» **Required task**:
The records below need retyping in full; give them again exactly.

» **Material for this task**:
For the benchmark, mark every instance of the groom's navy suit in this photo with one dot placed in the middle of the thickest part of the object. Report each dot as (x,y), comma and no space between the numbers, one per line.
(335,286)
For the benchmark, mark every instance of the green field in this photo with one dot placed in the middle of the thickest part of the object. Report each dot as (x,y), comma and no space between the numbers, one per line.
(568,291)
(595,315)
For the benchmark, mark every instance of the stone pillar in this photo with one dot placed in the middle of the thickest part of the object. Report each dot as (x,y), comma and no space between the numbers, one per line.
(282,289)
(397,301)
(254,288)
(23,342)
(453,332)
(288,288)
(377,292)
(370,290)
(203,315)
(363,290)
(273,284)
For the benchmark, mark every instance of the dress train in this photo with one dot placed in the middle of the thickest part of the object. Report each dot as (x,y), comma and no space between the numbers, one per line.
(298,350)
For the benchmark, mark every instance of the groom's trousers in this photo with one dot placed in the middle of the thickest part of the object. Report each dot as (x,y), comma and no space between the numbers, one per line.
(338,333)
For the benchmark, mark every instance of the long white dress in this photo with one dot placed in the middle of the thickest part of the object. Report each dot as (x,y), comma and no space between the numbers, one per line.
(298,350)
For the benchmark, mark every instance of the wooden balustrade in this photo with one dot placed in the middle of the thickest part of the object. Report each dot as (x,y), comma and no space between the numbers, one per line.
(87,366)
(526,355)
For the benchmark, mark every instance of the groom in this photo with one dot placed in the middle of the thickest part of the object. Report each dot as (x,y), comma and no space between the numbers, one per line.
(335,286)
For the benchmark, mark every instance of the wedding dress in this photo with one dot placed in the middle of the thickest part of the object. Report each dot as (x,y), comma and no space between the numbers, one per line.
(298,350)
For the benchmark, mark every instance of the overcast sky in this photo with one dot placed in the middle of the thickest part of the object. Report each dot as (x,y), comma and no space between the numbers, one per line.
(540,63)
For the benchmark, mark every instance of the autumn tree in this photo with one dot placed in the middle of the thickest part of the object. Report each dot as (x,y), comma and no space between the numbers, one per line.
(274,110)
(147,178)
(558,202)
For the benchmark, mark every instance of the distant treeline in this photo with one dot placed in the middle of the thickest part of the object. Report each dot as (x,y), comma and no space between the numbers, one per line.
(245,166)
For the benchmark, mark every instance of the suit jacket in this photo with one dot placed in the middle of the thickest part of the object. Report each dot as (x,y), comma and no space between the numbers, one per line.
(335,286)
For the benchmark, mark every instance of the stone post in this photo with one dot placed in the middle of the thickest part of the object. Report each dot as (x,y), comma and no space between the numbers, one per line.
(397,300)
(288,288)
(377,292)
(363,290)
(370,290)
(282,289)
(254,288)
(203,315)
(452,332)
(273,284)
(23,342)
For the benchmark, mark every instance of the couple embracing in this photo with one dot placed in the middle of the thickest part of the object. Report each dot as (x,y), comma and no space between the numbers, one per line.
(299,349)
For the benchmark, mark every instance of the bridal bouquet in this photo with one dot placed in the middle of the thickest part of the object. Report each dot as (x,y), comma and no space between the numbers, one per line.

» **Solution to this problem**:
For the benchmark, mark every instance of the groom's navy suit in this photo with one dot placed in the middle of the thickest part of the object. Report each dot as (x,y), comma and no space between the numbers, one per line.
(335,286)
For the benchmark, mark every instance of the green field in this photo with one dot placed in the middle of the thickest part of the object. Report each dot as (x,y), comma and no space between the numbers, one per line.
(568,291)
(595,315)
For the benchmark, mark every instance of the stone pillar in this photo with one dot placed in the middle of the thickest part of the object. Report each dot as (x,y), comma and no space between the numbers, one per line.
(282,289)
(397,301)
(254,288)
(23,342)
(453,332)
(288,288)
(377,292)
(370,290)
(203,315)
(363,290)
(273,284)
For the benchmark, mark every instance of the dress train in this photo with one dot placed in the middle of the thickest part of the object. Report each dot as (x,y), comma and no space between the numbers, one per line.
(298,350)
For the benchmark, mark every instance of the groom's trousers in this photo with one dot placed in the middle of the thickest part of the object. Report each dot as (x,y), comma and no space between the numbers, one per line.
(338,333)
For the benchmark, mark every instance of the long white dress in this photo with one dot placed in the middle of the thickest part of the object. Report each dot as (x,y), comma and no space between the numbers, one per line.
(298,350)
For the benchmark, mark every instance of the wooden balustrade in this photo with one dot placed in the middle of the thickest part of the object. Report each dot as (x,y), comma and no space between the numbers, one per line.
(87,366)
(526,355)
For the benchmark, mark every instance of the groom in this photo with one dot placed in the middle of the thickest part of the object. Report each dot as (x,y), comma and no space between the numbers, one per line.
(335,286)
For the benchmark, mark every instance of the wedding dress in this photo with one dot placed in the middle of the thickest part of the object. Report each dot as (x,y), comma and no space between the numbers, one per line.
(298,350)
For the benchmark, mark every instance of the overcast sky in this photo with one dot placed in the middle of the thickest part of the object. Report each dot as (x,y), comma and no space between the numbers, one per line.
(540,63)
For the benchmark, mark every instance of the autumn tree in this photo with one dot placed in the middle of the thickest part of the object. Report each dot as (x,y), comma and no space between the numbers, one per line.
(274,110)
(147,178)
(558,202)
For the benchmark, mark every instance of the distant treeline in this photo with one dot placed in the middle of the thickest part of the object. Report each dot as (x,y), comma and no space between the numbers, one per line.
(245,166)
For the benchmark, mark every instance of the suit jacket in this photo with one dot placed in the middle of the thickest part of the object. Report each dot as (x,y), comma and no space between the numbers, one per line.
(335,286)
For the benchmark, mark every instance of the stone post in this photo with one dot placed in the middle of the thickest part of the object. Report each dot as (x,y), comma and no space between the numbers, one per line.
(397,300)
(288,288)
(377,292)
(363,290)
(370,290)
(282,289)
(254,288)
(203,315)
(452,332)
(273,284)
(23,342)
For the benchmark, mark every instance of the couple embracing in this photo with one dot placed in the middle of the thickest part of the object. Report each dot as (x,y), comma and no space between the numbers, one per line.
(299,349)
For the benchmark, mark every instance of the bridal bouquet in this photo with one dot placed in the middle of the thickest part of the object. Report each dot as (x,y), comma and no space between the numbers, one per line.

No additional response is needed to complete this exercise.